Region outline listing:

◆ ◆ ◆ ◆ ◆

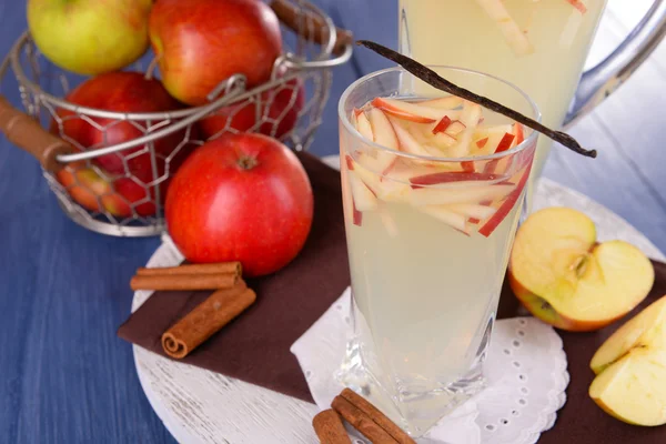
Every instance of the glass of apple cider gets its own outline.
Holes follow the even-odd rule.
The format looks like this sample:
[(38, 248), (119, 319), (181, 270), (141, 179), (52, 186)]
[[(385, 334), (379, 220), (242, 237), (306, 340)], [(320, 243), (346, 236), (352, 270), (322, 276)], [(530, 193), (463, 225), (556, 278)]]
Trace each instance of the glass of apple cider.
[[(516, 87), (431, 67), (534, 120)], [(537, 133), (401, 68), (343, 93), (340, 154), (353, 339), (339, 380), (413, 436), (484, 386), (486, 355)]]

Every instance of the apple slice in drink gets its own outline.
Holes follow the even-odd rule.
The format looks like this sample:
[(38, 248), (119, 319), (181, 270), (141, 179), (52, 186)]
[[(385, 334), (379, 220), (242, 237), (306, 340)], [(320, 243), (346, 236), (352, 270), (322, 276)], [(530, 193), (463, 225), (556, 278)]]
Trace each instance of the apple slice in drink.
[[(363, 155), (361, 155), (361, 159), (363, 159)], [(382, 201), (401, 201), (405, 191), (410, 189), (408, 184), (397, 180), (383, 180), (376, 172), (366, 169), (363, 163), (356, 162), (351, 158), (349, 158), (347, 162), (351, 162), (352, 168), (350, 169), (353, 170), (370, 191)], [(392, 178), (394, 178), (394, 173), (391, 174)]]
[(447, 188), (410, 189), (404, 193), (404, 199), (415, 206), (480, 203), (487, 200), (502, 200), (516, 188), (514, 184), (480, 185), (475, 181), (453, 182), (447, 185)]
[(349, 181), (350, 188), (352, 189), (352, 199), (354, 199), (354, 206), (356, 210), (362, 212), (376, 210), (377, 198), (356, 175), (355, 171), (350, 171)]
[(516, 56), (527, 56), (534, 51), (527, 36), (523, 33), (516, 21), (511, 17), (502, 0), (476, 0), (476, 2), (495, 22), (504, 40)]
[(371, 103), (387, 114), (417, 123), (438, 122), (444, 115), (448, 115), (451, 120), (455, 120), (458, 114), (456, 111), (428, 108), (420, 103), (396, 99), (375, 98)]
[(466, 218), (464, 215), (455, 213), (444, 205), (422, 206), (420, 210), (423, 211), (425, 214), (432, 215), (433, 218), (438, 219), (447, 225), (451, 225), (457, 231), (470, 235)]
[(448, 129), (448, 127), (451, 125), (452, 120), (448, 118), (448, 115), (444, 115), (442, 118), (442, 120), (440, 120), (435, 127), (433, 128), (433, 130), (431, 131), (433, 134), (436, 134), (438, 132), (445, 132), (446, 129)]
[[(451, 157), (464, 158), (471, 152), (470, 144), (476, 131), (476, 127), (478, 127), (481, 113), (482, 109), (478, 104), (470, 101), (464, 102), (463, 111), (461, 112), (460, 118), (460, 123), (463, 125), (463, 131), (456, 134), (457, 143), (451, 148)], [(451, 127), (453, 127), (453, 123)]]
[(370, 120), (363, 111), (355, 115), (356, 120), (356, 130), (367, 140), (374, 141), (374, 133), (372, 131), (372, 125), (370, 124)]
[(463, 105), (463, 99), (457, 95), (447, 95), (443, 98), (424, 100), (417, 102), (422, 107), (436, 108), (438, 110), (455, 110)]
[(451, 124), (446, 128), (446, 130), (444, 132), (446, 134), (455, 138), (461, 132), (465, 131), (466, 128), (467, 127), (465, 127), (465, 124), (463, 122), (461, 122), (460, 120), (454, 120), (453, 122), (451, 122)]
[(587, 12), (587, 7), (582, 0), (567, 0), (574, 8), (576, 8), (582, 14)]
[(397, 137), (401, 151), (424, 157), (437, 155), (436, 152), (431, 153), (425, 145), (418, 143), (416, 139), (414, 139), (414, 137), (412, 137), (412, 134), (410, 134), (410, 132), (396, 121), (395, 118), (389, 118), (389, 121), (393, 125), (393, 131)]
[(436, 173), (430, 173), (424, 175), (416, 175), (410, 179), (410, 183), (412, 188), (420, 188), (417, 185), (436, 185), (440, 183), (448, 183), (448, 182), (462, 182), (462, 181), (490, 181), (490, 182), (501, 182), (508, 178), (500, 174), (488, 174), (488, 173), (475, 173), (475, 172), (448, 172), (442, 171)]
[[(372, 138), (369, 138), (370, 140), (390, 150), (400, 150), (395, 131), (393, 131), (393, 125), (389, 121), (389, 118), (386, 118), (386, 114), (376, 108), (372, 108), (369, 112), (367, 121), (370, 129), (365, 129), (364, 131), (372, 133)], [(360, 121), (359, 125), (364, 125), (364, 123)], [(359, 131), (361, 132), (361, 130)], [(366, 150), (362, 154), (359, 161), (365, 168), (379, 174), (386, 174), (397, 159), (392, 152), (369, 147), (366, 147)]]
[(482, 205), (478, 203), (454, 203), (446, 206), (454, 213), (464, 215), (467, 219), (483, 221), (491, 218), (497, 211), (493, 206)]
[(525, 184), (527, 183), (527, 179), (529, 178), (529, 171), (532, 171), (532, 162), (529, 162), (529, 164), (524, 168), (521, 180), (518, 181), (518, 184), (515, 186), (515, 189), (511, 192), (506, 200), (502, 202), (502, 204), (500, 205), (497, 211), (491, 216), (491, 219), (485, 221), (481, 229), (478, 229), (480, 234), (488, 238), (491, 234), (493, 234), (493, 231), (495, 231), (497, 225), (502, 223), (502, 221), (504, 220), (504, 218), (506, 218), (511, 210), (513, 210), (518, 198), (521, 198), (521, 193), (523, 192)]

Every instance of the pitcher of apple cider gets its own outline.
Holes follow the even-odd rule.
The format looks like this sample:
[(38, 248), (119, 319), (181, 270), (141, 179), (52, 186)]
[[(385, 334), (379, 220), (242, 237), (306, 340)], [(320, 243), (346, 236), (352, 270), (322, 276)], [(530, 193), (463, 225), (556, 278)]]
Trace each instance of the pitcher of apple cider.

◆ ◆ ◆ ◆ ◆

__WHAT IS BEING ASKED__:
Rewrite the listing starting at its beginning and ending at the line containing "386), (486, 355)]]", substituting "mug of apple cider" for "glass of apple cider" and keeping everything else the same. Return only those lines, and leave out the pictures.

__EXERCISE SOLUTION__:
Every instance of the mug of apple cider gets its own outline.
Holes follow the even-odd rule.
The format looks like this sample:
[(38, 248), (119, 319), (181, 270), (141, 179), (52, 186)]
[[(385, 334), (379, 220), (242, 237), (306, 340)], [(320, 243), (346, 236), (352, 270), (322, 276)], [(530, 193), (463, 225), (556, 278)]]
Trace each instance of the mug of apple cider.
[[(516, 87), (431, 67), (534, 120)], [(537, 133), (401, 68), (343, 93), (340, 154), (353, 339), (339, 380), (413, 436), (484, 386), (486, 355)]]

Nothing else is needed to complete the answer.